Assignment:
Once the line containing "Target: orange and brown wing" is found, please set it down along with each following line, exactly, to the end of the material.

Source data:
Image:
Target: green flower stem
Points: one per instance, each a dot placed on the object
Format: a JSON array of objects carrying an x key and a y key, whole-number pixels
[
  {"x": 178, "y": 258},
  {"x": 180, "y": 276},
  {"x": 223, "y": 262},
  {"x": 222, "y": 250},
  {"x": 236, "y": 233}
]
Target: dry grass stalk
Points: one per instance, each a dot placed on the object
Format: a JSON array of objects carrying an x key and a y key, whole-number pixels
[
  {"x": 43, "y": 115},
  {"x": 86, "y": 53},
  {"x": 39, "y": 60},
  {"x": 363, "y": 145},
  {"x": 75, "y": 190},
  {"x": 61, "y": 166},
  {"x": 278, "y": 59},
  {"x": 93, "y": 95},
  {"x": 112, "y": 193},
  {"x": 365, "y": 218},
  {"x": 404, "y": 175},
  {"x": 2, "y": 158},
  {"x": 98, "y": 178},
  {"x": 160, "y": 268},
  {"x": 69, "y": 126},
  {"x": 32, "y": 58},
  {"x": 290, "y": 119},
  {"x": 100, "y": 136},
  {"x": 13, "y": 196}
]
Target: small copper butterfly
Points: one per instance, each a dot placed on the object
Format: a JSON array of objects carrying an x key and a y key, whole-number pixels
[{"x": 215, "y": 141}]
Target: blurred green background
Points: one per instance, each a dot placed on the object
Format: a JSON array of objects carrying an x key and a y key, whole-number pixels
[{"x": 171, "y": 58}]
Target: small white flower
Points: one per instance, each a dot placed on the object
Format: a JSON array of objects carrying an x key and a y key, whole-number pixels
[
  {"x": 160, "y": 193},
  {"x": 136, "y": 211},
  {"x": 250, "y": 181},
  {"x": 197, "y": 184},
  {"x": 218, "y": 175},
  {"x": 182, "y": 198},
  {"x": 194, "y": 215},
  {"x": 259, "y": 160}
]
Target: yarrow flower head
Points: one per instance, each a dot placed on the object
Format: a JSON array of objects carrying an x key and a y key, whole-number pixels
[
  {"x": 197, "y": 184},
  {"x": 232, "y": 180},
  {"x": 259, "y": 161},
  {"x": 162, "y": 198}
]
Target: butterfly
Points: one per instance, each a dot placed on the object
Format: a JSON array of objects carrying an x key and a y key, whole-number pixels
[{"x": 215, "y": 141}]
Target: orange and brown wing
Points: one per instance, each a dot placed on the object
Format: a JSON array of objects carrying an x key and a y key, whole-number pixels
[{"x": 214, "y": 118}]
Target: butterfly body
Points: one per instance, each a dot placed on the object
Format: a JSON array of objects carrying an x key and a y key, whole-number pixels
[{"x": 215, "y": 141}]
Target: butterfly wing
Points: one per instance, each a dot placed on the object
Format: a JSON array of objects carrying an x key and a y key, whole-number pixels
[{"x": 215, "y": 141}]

Response:
Target: orange and brown wing
Points: one per instance, each a dot placed on the object
Format: a JSON array of objects carrying an x key and a y key, whole-number pixels
[{"x": 214, "y": 118}]
Target: butterfly body
Points: one per instance, each a dot placed on the object
Format: a JSON array of objects carrying an x key and a y key, whole-number pixels
[{"x": 215, "y": 141}]
Target: butterfly wing
Points: one per instance, each a dot placed on the object
Format: a JSON array of objects carrying an x key and a y key, whole-number pixels
[{"x": 215, "y": 141}]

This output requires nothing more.